--- Start Records provided ---

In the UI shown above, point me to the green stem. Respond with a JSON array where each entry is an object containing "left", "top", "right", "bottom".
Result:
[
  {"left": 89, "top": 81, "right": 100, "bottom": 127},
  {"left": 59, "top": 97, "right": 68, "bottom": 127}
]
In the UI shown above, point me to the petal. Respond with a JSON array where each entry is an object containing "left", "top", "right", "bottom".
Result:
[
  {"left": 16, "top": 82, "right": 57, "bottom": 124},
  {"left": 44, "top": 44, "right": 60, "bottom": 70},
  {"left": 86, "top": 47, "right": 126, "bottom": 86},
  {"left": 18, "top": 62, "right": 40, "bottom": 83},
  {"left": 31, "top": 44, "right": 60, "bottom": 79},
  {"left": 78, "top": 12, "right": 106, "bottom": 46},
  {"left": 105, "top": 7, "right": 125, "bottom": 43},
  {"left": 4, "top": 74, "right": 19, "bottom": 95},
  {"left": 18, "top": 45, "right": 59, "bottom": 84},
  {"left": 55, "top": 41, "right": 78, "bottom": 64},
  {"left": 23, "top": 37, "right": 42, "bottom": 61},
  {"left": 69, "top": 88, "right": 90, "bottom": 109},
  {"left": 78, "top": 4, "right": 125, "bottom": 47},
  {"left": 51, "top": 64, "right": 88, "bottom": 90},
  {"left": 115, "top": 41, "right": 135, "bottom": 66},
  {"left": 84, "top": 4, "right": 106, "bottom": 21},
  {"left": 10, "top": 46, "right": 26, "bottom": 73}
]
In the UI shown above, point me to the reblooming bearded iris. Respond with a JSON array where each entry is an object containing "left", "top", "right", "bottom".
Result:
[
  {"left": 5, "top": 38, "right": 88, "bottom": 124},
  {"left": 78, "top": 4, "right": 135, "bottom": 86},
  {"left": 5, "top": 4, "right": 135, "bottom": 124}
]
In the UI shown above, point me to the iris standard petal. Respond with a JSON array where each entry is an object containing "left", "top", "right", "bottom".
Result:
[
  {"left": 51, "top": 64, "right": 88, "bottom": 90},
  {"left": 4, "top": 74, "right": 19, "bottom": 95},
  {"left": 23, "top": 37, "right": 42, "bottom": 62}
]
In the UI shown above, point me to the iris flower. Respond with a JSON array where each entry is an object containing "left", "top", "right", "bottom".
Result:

--- End Records provided ---

== What to produce ==
Pick out and copy each line of the records above that contains the string "petal".

== Written answer ==
In the UI shown above, point me to the petal. Respond with a JSON array where each entry is an object containing "left", "top", "right", "bottom".
In the UI shown above, point me to the iris standard petal. Respond with a JSON array where each entry is an object containing "left", "top", "right", "bottom".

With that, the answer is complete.